Source text:
..........

The question is: Will Arizona and other Western states be ready when the market turns back up?

A rite of statehood

When territories achieved statehood, the federal government gave them millions of acres of lands, often in small parcels scattered across the state in a checkerboard pattern. Although the enabling legislation differed from state to state, they were required to create a trust to manage the land, put it to its “highest and best use,” and use the revenues to finance public education.

Some states, such as Nevada and California, sold off most of their land almost immediately. Others leased it out to ranchers and farmers, or struck agreements with timber and mining companies. Today, 23 states, including most states west of the Mississippi River, plus Wisconsin and Mississippi, maintain some land in trust. Texas has the most state land, with 20.3 million acres, much of it leased for oil drilling.

During the housing boom of the past decade, new suitors began to approach state governments. Raw land — once only valued for what could be mined, grazed or harvested from it — became valuable in its own right, as a place to put houses on the fringes of ever-expanding metro areas.

Arizona led the way. Although only a tiny fraction of its state trust land was attractive to developers, the Arizona State Land Department was able to wring eye-popping revenues from sales to developers thanks to the breakneck pace of Phoenix-area growth.

..........

Given information:
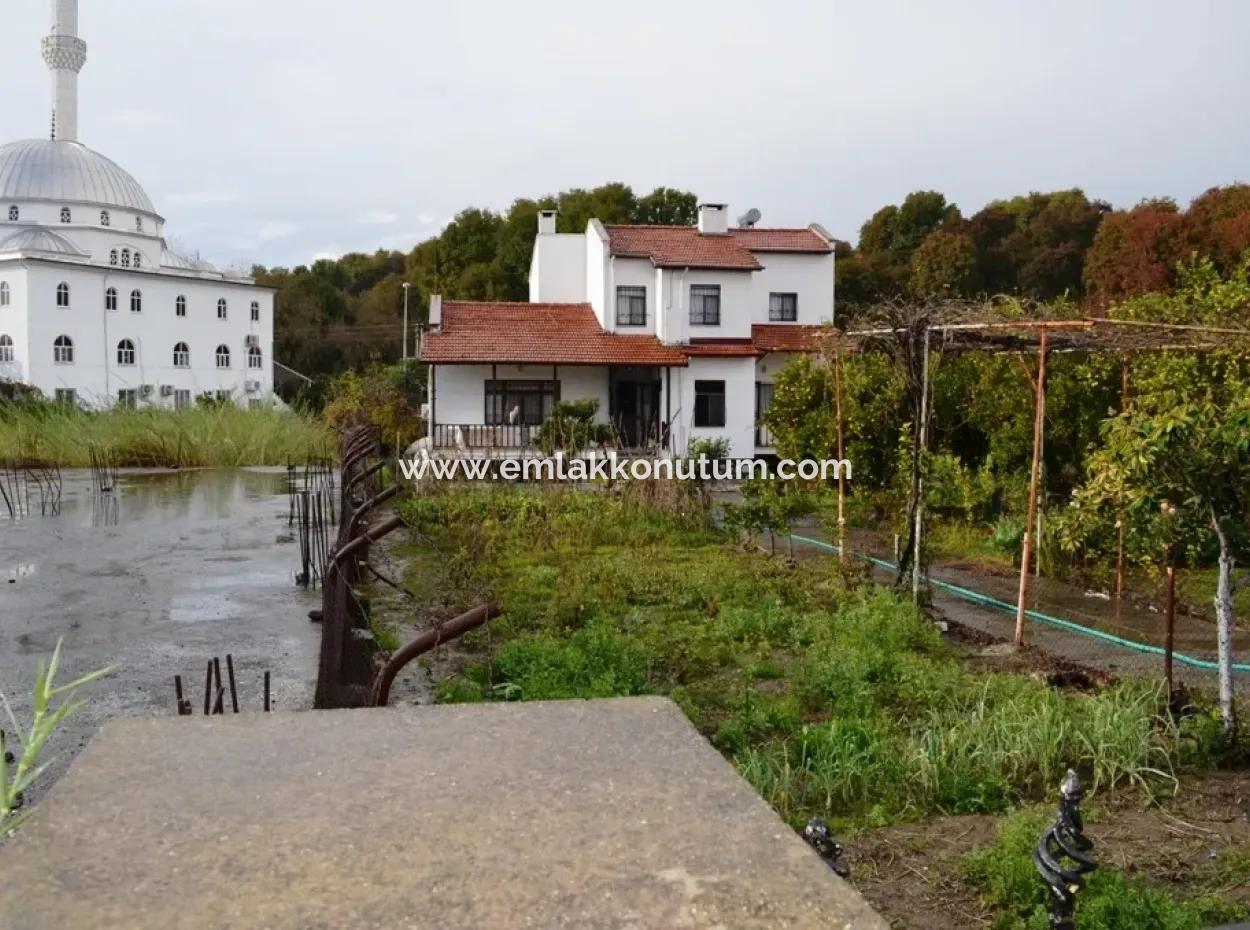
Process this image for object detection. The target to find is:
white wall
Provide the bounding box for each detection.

..........

Directives:
1 > Name each U.S. state mentioned in the state trust land text.
2 > Carry the state trust land text forward from its last sentence, not the material.

Answers:
1 > Arizona, Nevada, California, Wisconsin, Mississippi, Texas

2 >
In 2003, then-Governor Janet Napolitano appointed Mark Winkleman to lead the department. Winkleman, who left in 2009, was the first director to come from a real estate background. “We worked pretty hard in my time there to put ourselves in a position to take advantage,” Winkleman says. Revenue from land sales rose from almost $127 million in 2003 to $544 million three years later.

In Utah, the School and Institutional Trust Lands Administration struck deals with developers to build on thousands of acres, mostly in Washington County in the Southwestern corner of the state. Development revenue jumped from $15 million in 2003 to $45 million in 2007. In Idaho, revenue from the sale of land increased by more than 600 percent between 2002 and 2007, from $1.1 million to $7 million. “These lands have really been in many ways undervalued,” Souder says. “The trust beneficiaries didn’t pay much attention to them, although that has changed in the last 10 years or so.”

As the pace of development grew faster — and states made more money for their schools — conflicts arose. Environmentalists worried that fragile land was being gobbled up with no regard for conservation. Their opponents weren’t just developers but also school advocates, who were hungry for more revenues. And local governments sometimes sparred with the state over the impact all the new development was having on local services.

Brian Boyle, a former land commissioner in Washington State, where commissioners are elected, says politics goes with the job. “There’s always a political furor that you run into with local legislators about a little parcel of land that some constituency wants to hang on to or when a subdivision doesn’t want the next parcel to be developed or they want the forest not to be cut.”

By law, the agencies have to earn as much money as they possibly can for schools, which makes it very difficult to legally set land aside for conservation.

In Arizona, a ballot measure in 2006 to carve out conservation areas from the state’s land holdings went down after ranchers and home builders opposed it. Another attempt, in 2008, failed for lack of signatures.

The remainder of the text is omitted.